» **Supplied entries**
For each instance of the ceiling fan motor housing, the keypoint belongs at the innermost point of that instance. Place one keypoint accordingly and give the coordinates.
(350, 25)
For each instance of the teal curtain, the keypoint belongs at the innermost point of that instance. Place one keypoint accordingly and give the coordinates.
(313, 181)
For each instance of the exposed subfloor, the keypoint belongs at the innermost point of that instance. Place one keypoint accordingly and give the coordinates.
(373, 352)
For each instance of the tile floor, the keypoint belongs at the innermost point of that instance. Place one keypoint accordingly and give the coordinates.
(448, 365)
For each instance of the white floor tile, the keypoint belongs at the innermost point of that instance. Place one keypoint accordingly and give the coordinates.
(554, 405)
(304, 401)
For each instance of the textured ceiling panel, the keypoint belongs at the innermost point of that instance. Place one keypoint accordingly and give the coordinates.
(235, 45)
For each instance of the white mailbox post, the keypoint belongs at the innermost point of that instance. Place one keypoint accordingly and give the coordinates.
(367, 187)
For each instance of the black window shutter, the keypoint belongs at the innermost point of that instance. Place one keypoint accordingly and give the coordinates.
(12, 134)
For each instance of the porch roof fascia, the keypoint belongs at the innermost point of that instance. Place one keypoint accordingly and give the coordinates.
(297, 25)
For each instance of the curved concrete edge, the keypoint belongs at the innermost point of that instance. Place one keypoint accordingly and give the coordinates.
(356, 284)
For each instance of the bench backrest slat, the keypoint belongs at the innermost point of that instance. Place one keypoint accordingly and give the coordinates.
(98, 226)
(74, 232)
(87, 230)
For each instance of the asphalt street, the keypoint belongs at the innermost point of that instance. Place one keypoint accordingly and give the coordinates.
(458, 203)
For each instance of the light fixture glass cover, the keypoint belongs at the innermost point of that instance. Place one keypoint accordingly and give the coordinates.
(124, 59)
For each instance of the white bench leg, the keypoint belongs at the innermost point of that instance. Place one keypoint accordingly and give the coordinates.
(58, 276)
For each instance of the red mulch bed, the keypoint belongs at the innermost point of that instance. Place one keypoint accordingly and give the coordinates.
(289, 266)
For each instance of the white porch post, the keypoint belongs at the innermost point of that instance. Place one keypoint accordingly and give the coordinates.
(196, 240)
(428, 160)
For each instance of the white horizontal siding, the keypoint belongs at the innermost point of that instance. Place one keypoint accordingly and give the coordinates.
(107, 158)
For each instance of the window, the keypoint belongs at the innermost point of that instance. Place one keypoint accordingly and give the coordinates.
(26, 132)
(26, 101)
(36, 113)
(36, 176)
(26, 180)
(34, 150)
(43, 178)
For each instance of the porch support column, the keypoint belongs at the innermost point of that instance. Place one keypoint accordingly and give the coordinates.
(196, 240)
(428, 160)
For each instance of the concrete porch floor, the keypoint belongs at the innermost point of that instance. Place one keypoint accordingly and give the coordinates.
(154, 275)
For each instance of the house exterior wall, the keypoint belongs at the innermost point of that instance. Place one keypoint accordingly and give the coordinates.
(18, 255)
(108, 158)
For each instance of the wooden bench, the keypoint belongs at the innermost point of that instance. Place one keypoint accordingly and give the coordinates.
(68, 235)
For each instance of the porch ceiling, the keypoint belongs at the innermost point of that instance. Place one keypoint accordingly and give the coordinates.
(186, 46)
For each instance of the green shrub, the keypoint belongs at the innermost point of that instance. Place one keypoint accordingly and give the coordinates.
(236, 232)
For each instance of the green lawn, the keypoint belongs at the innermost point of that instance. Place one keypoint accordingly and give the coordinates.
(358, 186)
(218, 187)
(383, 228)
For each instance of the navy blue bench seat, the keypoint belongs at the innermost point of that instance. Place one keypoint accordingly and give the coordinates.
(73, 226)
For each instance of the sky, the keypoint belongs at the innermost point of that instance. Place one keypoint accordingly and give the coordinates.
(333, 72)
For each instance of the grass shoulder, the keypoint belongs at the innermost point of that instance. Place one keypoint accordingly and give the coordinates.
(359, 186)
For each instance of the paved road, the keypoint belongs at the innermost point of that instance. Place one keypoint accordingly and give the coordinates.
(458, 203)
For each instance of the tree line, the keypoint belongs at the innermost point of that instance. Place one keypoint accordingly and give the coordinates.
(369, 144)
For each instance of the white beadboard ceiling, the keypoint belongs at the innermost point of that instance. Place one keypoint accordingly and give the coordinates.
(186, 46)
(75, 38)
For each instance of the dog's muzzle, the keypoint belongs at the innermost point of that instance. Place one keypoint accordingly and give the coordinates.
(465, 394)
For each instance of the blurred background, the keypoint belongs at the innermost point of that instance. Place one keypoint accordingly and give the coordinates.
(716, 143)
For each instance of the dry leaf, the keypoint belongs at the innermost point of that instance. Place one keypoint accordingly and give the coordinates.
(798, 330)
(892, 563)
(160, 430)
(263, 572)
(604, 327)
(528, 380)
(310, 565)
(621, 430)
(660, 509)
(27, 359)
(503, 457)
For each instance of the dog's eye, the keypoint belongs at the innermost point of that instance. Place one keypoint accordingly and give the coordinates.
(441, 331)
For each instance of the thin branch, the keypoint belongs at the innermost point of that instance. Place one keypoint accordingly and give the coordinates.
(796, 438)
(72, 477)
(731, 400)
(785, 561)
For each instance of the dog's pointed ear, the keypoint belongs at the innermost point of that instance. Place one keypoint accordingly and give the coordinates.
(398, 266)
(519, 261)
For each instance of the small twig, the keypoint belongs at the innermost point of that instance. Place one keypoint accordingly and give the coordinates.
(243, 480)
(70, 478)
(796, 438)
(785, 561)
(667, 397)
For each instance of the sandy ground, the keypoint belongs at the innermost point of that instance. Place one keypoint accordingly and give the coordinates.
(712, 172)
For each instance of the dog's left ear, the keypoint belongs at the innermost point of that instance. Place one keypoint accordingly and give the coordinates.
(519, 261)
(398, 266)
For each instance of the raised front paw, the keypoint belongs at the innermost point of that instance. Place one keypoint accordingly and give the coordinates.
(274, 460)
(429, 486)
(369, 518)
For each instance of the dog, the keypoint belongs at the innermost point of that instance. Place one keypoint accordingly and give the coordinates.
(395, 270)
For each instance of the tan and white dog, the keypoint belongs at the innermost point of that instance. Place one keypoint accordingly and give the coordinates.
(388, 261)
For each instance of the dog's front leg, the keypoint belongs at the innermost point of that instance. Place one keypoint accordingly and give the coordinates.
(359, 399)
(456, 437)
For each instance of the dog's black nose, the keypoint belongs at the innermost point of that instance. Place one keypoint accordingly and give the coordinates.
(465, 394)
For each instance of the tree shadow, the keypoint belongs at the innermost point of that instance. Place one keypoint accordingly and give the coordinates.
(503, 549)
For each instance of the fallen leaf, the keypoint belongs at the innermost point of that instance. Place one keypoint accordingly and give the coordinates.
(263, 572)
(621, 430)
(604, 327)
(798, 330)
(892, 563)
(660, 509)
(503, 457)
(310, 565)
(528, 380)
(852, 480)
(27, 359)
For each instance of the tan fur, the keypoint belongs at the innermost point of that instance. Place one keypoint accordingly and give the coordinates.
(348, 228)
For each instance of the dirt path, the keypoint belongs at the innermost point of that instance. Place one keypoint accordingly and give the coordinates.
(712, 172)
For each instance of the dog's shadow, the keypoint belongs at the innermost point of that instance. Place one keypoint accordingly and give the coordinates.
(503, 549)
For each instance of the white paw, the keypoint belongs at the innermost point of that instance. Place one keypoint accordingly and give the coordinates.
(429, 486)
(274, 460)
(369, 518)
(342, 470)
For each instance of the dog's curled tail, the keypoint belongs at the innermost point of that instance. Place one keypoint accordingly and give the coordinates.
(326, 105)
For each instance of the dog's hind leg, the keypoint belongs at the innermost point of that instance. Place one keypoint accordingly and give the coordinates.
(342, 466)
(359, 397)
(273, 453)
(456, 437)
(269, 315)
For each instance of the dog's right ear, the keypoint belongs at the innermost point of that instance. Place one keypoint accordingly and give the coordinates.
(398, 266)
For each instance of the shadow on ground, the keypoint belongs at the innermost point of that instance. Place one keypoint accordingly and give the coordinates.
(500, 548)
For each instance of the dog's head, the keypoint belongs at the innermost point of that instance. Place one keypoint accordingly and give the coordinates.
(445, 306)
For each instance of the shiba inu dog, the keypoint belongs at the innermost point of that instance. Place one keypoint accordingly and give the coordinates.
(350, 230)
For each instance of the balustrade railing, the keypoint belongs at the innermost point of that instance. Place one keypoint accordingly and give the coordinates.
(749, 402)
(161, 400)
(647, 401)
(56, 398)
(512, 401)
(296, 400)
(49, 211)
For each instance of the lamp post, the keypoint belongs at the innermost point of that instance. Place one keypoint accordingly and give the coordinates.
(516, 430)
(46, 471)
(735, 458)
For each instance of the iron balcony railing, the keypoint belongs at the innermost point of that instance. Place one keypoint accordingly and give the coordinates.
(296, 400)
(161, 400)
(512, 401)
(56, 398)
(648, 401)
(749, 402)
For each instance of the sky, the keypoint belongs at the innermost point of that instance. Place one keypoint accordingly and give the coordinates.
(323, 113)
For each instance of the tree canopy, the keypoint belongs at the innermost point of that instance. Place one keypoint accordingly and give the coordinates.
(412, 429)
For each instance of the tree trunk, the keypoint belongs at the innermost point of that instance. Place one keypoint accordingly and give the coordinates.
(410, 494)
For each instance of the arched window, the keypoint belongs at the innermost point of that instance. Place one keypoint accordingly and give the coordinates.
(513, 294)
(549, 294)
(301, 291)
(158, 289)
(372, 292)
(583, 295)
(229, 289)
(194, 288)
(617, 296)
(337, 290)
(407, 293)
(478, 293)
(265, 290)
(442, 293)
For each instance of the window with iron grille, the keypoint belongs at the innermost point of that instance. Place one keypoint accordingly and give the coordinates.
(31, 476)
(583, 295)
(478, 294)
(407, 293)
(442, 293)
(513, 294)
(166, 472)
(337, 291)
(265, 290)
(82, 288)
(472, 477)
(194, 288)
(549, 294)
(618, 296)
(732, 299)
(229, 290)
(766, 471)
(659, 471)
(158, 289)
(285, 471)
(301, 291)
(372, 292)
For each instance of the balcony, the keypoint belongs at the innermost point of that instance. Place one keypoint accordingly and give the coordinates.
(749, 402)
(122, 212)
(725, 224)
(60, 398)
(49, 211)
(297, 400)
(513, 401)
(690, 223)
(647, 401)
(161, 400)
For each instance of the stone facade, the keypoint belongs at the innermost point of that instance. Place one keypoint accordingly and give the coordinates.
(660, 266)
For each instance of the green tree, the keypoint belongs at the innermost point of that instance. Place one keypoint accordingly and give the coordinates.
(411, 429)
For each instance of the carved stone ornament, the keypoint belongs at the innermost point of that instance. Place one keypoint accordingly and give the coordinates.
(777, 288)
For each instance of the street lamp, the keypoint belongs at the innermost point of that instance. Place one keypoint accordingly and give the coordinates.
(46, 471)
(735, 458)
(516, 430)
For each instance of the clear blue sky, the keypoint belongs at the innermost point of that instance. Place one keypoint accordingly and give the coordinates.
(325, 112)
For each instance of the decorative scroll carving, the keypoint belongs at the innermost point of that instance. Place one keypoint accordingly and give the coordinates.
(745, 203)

» **Stated goal**
Could you give again exactly the lines from the line containing "For each instance of the carved" through the final line of the data above, and no others?

» **Worked answer**
For each instance of the carved stone ornament, the keypoint belongs at the innermost point of that instance. Place one keypoint accordingly and give the coordinates.
(777, 288)
For each instance of the street lamp, the keypoint belongs at the innermost point of that instance. Place one keypoint accordingly and give the coordinates.
(46, 471)
(735, 458)
(516, 430)
For each instance of the clear blue sky, the keypoint belongs at the innermost point of that instance. Place one keypoint accordingly and give the coordinates.
(325, 112)
For each instance of the decorative scroll carving, the keypoint belongs at the innermost point of that instance. Place one keypoint accordingly and give the coordinates.
(745, 203)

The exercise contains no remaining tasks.